* _Short task_
Reproduce each of the following items word for word, keeping every line, bracket, and coordinate unchanged.

Dataset items

--------------------------------------------------

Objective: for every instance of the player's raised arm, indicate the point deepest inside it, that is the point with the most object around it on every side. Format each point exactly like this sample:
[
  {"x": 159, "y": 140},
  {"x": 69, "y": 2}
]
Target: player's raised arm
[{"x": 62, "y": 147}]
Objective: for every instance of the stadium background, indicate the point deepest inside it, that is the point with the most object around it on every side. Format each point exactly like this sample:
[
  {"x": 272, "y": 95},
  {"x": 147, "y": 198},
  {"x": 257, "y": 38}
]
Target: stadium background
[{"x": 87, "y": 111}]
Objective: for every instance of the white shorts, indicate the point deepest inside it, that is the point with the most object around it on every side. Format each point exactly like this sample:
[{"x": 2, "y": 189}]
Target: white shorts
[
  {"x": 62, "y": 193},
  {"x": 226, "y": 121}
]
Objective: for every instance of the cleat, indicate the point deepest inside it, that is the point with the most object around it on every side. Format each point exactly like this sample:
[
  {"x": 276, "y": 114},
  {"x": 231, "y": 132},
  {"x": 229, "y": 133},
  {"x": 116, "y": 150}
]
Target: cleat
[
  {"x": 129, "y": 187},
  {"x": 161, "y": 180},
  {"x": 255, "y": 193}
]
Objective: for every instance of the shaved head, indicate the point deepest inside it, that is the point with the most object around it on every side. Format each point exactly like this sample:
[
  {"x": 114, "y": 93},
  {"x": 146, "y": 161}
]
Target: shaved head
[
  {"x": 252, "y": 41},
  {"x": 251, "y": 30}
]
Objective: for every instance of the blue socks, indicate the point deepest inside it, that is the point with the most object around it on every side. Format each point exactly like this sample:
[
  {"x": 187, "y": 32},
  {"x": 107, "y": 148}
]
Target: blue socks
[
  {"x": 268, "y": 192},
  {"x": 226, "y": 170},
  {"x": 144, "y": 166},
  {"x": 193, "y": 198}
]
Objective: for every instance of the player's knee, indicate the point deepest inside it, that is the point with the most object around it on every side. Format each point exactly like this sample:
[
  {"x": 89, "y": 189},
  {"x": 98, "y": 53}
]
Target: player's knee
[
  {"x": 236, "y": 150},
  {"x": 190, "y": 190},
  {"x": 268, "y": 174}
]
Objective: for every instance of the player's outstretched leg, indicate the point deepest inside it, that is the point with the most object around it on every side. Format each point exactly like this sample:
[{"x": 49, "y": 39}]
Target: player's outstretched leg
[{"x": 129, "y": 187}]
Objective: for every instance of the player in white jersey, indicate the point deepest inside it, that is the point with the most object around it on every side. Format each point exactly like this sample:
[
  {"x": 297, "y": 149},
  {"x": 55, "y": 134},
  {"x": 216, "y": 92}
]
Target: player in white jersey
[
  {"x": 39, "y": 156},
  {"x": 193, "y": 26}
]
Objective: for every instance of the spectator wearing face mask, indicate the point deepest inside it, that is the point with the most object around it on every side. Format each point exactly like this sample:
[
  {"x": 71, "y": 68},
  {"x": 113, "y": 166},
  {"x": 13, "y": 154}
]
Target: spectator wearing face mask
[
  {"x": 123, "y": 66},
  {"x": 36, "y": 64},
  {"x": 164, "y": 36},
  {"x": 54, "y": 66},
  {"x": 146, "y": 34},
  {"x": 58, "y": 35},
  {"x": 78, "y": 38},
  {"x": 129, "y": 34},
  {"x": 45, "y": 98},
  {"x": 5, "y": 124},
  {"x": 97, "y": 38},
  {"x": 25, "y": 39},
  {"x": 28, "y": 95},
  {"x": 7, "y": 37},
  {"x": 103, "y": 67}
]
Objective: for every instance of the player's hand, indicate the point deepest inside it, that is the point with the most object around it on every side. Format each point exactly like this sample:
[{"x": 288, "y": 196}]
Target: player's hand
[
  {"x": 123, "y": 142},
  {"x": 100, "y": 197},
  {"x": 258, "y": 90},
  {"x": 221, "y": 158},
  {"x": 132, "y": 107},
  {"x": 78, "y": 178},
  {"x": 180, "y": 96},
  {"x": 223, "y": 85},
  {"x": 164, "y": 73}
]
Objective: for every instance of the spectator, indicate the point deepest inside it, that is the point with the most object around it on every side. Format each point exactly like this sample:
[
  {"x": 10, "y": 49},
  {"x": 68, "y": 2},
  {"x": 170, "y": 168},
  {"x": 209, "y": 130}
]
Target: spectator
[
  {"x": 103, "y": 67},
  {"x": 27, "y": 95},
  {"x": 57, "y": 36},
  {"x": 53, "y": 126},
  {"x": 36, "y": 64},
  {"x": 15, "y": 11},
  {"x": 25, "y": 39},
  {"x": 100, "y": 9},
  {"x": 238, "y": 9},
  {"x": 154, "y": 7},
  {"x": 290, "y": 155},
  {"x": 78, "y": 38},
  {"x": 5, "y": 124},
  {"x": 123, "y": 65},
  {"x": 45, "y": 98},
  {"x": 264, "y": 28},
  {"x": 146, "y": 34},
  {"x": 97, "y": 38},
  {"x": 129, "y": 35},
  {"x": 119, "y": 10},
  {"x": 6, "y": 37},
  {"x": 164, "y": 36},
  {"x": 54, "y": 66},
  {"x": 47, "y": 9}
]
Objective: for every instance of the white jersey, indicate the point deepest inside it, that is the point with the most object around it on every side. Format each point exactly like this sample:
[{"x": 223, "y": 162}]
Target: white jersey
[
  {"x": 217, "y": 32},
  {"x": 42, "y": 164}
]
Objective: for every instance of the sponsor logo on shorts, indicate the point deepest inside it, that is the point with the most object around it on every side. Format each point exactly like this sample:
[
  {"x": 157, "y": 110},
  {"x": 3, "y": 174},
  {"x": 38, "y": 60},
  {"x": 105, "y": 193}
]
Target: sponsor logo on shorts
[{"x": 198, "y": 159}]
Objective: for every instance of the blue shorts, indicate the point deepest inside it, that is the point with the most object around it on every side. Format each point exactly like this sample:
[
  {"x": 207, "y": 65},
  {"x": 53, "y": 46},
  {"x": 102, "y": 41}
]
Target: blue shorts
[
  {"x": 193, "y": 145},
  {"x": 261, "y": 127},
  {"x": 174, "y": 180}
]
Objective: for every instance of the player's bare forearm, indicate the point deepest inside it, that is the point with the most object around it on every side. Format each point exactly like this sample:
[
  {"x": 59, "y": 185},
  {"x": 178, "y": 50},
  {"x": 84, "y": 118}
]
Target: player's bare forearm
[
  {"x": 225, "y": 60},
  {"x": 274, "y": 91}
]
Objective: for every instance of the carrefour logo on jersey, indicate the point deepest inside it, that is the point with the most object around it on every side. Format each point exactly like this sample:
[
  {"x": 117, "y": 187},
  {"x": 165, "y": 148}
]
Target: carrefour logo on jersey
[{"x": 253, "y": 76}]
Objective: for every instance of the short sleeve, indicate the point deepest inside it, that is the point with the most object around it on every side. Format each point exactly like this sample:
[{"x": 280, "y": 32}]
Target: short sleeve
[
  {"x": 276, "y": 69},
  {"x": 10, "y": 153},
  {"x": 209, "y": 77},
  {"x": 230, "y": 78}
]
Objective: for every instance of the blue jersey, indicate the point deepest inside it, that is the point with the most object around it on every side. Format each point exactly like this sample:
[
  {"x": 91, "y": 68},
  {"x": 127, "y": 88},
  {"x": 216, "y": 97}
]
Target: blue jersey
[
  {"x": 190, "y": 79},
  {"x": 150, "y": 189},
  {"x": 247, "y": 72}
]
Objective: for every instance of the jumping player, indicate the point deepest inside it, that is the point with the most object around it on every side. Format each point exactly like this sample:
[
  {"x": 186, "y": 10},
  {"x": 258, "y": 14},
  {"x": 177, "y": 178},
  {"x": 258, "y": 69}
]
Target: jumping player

--------------------------------------------------

* _Reply to the exercise_
Objective: for every instance of the player's raised arm, indicate the point deepest inside it, that is the point with the most object around it on every side. Format each point exactly like this sample:
[
  {"x": 159, "y": 140},
  {"x": 69, "y": 2}
]
Target: player's raised arm
[{"x": 62, "y": 147}]
Objective: for every instance of the stadium background, indicate the point deepest inside it, that is the point with the most object around it on every side. Format each point exactly like this sample:
[
  {"x": 272, "y": 95},
  {"x": 147, "y": 198},
  {"x": 257, "y": 38}
]
Target: stadium background
[{"x": 87, "y": 111}]
Objective: for every instance of the white shorts, indicate the point deepest inside it, that is the point with the most object around it on every side. Format each point exactly like this sample:
[{"x": 2, "y": 189}]
Target: white shorts
[
  {"x": 62, "y": 193},
  {"x": 226, "y": 121}
]
Objective: for every instance of the cleat, indicate the point deepest inside it, that is the point with the most object around it on every side. Format each point exactly like this sample:
[
  {"x": 276, "y": 114},
  {"x": 231, "y": 132},
  {"x": 229, "y": 133},
  {"x": 116, "y": 150}
]
Target: cleat
[
  {"x": 129, "y": 187},
  {"x": 161, "y": 180},
  {"x": 255, "y": 193}
]
Objective: for every instance of the shaved head, indicate the point deepest inside it, that is the point with the most object around it on every side. Format each point exactly like this sample:
[
  {"x": 114, "y": 93},
  {"x": 146, "y": 161}
]
Target: shaved head
[
  {"x": 252, "y": 41},
  {"x": 251, "y": 30}
]
Objective: for every instance of the blue socks, indicate the point deepest inside it, that is the point with the most object around it on every side. Format each point exactly like this sample:
[
  {"x": 187, "y": 32},
  {"x": 107, "y": 148}
]
Target: blue socks
[
  {"x": 268, "y": 192},
  {"x": 226, "y": 170},
  {"x": 144, "y": 166},
  {"x": 193, "y": 198}
]
Objective: for every instance of the player's knee, indicate the point deepest inside it, that is the point with the most object around it on every side. Format each point exactly like this sample:
[
  {"x": 89, "y": 189},
  {"x": 98, "y": 53}
]
Target: player's knee
[
  {"x": 236, "y": 150},
  {"x": 190, "y": 190},
  {"x": 268, "y": 174}
]
Objective: for every instance of the player's outstretched leg, indicate the point deepest inside it, that is the point with the most object around it on every side. Format each point exactly like this sample:
[{"x": 49, "y": 39}]
Target: player's outstretched leg
[{"x": 129, "y": 187}]
Objective: for every instance of the player in white jersey, indicate the point deepest inside it, that is the point with the most object around it on every side. Format each point exactly like this sample:
[
  {"x": 297, "y": 149},
  {"x": 55, "y": 134},
  {"x": 216, "y": 92}
]
Target: player in white jersey
[
  {"x": 39, "y": 156},
  {"x": 193, "y": 26}
]
Objective: for every instance of the spectator wearing face mask, indicate the point deepest inside it, that is the point with the most object around it on every side. Format each point exactly like this sample:
[
  {"x": 71, "y": 68},
  {"x": 113, "y": 166},
  {"x": 13, "y": 154}
]
Target: spectator wearing face mask
[
  {"x": 123, "y": 66},
  {"x": 36, "y": 64},
  {"x": 164, "y": 36},
  {"x": 54, "y": 66},
  {"x": 146, "y": 34},
  {"x": 58, "y": 35},
  {"x": 78, "y": 38},
  {"x": 129, "y": 34},
  {"x": 45, "y": 98},
  {"x": 5, "y": 124},
  {"x": 97, "y": 38},
  {"x": 25, "y": 39},
  {"x": 28, "y": 95},
  {"x": 7, "y": 37},
  {"x": 103, "y": 67}
]
Objective: for every instance of the player's hand, indicate the point deepest inside it, that is the point with the most object around it on every side. Format each point exactly like this sample:
[{"x": 288, "y": 196}]
Target: player's hand
[
  {"x": 123, "y": 142},
  {"x": 100, "y": 197},
  {"x": 258, "y": 90},
  {"x": 221, "y": 158},
  {"x": 132, "y": 107},
  {"x": 78, "y": 178},
  {"x": 180, "y": 96},
  {"x": 223, "y": 85},
  {"x": 164, "y": 73}
]
Objective: for every instance of the spectator, indicate the point deepest inside it, that is the point with the most object around it on every side. Format each point exactly like this sample:
[
  {"x": 10, "y": 49},
  {"x": 68, "y": 2},
  {"x": 170, "y": 168},
  {"x": 209, "y": 130}
]
Target: spectator
[
  {"x": 103, "y": 67},
  {"x": 27, "y": 95},
  {"x": 57, "y": 36},
  {"x": 53, "y": 126},
  {"x": 36, "y": 64},
  {"x": 15, "y": 11},
  {"x": 25, "y": 39},
  {"x": 100, "y": 9},
  {"x": 238, "y": 9},
  {"x": 154, "y": 7},
  {"x": 290, "y": 155},
  {"x": 78, "y": 38},
  {"x": 5, "y": 124},
  {"x": 123, "y": 65},
  {"x": 45, "y": 98},
  {"x": 264, "y": 28},
  {"x": 146, "y": 34},
  {"x": 97, "y": 38},
  {"x": 129, "y": 35},
  {"x": 119, "y": 10},
  {"x": 6, "y": 37},
  {"x": 164, "y": 36},
  {"x": 54, "y": 66},
  {"x": 47, "y": 9}
]
Objective: for every instance of the white jersey, indicate the point deepest inside it, that is the point with the most object around it on every side. Format each point exactly like this sample:
[{"x": 223, "y": 162}]
Target: white jersey
[
  {"x": 217, "y": 32},
  {"x": 42, "y": 164}
]
Objective: for every instance of the sponsor logo on shorts, indicate the point deepest inside it, that is the point with the most object around it on every side. Format each point exactly like this sample:
[
  {"x": 157, "y": 110},
  {"x": 3, "y": 174},
  {"x": 38, "y": 60},
  {"x": 105, "y": 193}
]
Target: sponsor logo on shorts
[{"x": 198, "y": 159}]
Objective: for every instance of the blue shorts, indicate the point deepest inside it, that is the point with the most object around it on every side. Format each point exactly like this sample:
[
  {"x": 207, "y": 65},
  {"x": 53, "y": 46},
  {"x": 102, "y": 41}
]
Target: blue shorts
[
  {"x": 193, "y": 145},
  {"x": 261, "y": 127},
  {"x": 174, "y": 180}
]
Objective: for every instance of the player's bare forearm, indicate the point deepest inside it, that is the point with the most object around it on every side. Format each point exactly like this sample:
[
  {"x": 59, "y": 185},
  {"x": 178, "y": 50},
  {"x": 84, "y": 118}
]
Target: player's bare forearm
[
  {"x": 225, "y": 60},
  {"x": 274, "y": 91}
]
Objective: for every instance of the carrefour logo on jersey, indicate the point deepest inside it, that is the point with the most object around it on every side. Format each point exactly like this sample:
[
  {"x": 117, "y": 187},
  {"x": 165, "y": 148}
]
Target: carrefour logo on jersey
[{"x": 253, "y": 76}]
Objective: for every instance of the short sleeve, indicate the point deepest inside it, that is the point with the most object around it on every side. Format each point exactly like this sample:
[{"x": 280, "y": 32}]
Target: short sleeve
[
  {"x": 276, "y": 69},
  {"x": 10, "y": 153},
  {"x": 209, "y": 77},
  {"x": 230, "y": 78}
]
Objective: for every instance of the blue jersey, indicate the point deepest inside it, that is the point with the most object around it on every side. Format each point exactly like this sample:
[
  {"x": 91, "y": 68},
  {"x": 127, "y": 88},
  {"x": 216, "y": 97}
]
Target: blue jersey
[
  {"x": 190, "y": 79},
  {"x": 150, "y": 189},
  {"x": 247, "y": 72}
]
Objective: for every instance of the jumping player, indicate the point deepest inside it, that is the point with the most object around it on every side. Format each point exactly like this sample:
[
  {"x": 186, "y": 10},
  {"x": 258, "y": 14},
  {"x": 177, "y": 178},
  {"x": 258, "y": 69}
]
Target: jumping player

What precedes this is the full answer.